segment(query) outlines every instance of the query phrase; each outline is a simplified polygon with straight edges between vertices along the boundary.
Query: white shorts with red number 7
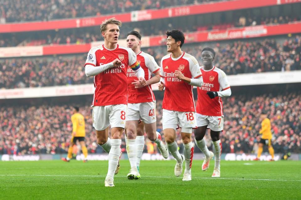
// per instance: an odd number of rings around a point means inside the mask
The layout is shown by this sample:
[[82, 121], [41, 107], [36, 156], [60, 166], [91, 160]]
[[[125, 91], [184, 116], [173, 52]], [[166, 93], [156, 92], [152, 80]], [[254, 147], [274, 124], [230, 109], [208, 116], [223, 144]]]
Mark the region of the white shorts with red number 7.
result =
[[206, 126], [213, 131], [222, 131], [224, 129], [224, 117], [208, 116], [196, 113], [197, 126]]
++++++
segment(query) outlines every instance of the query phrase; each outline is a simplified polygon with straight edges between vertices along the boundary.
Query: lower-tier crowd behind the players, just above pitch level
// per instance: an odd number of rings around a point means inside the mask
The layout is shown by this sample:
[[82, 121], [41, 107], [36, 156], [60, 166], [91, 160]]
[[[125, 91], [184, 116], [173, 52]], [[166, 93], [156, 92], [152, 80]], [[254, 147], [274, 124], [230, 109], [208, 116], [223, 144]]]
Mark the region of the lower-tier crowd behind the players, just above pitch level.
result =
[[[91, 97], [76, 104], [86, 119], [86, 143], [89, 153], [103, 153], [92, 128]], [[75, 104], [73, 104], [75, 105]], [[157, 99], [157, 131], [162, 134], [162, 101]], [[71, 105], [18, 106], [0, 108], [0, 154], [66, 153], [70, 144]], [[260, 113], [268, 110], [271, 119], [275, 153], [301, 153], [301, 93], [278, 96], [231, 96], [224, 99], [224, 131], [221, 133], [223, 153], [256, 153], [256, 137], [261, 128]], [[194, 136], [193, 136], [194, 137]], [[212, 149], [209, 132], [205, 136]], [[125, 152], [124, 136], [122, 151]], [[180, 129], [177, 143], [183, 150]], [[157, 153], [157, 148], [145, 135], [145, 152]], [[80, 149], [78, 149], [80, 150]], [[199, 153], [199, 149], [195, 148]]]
++++++
Every line in the entries above that mentions the word "Mark" must be shown.

* Answer box:
Mark the region of the white shorts with red number 7.
Mark the region of the lower-tier crowd behind the players, just above pitch level.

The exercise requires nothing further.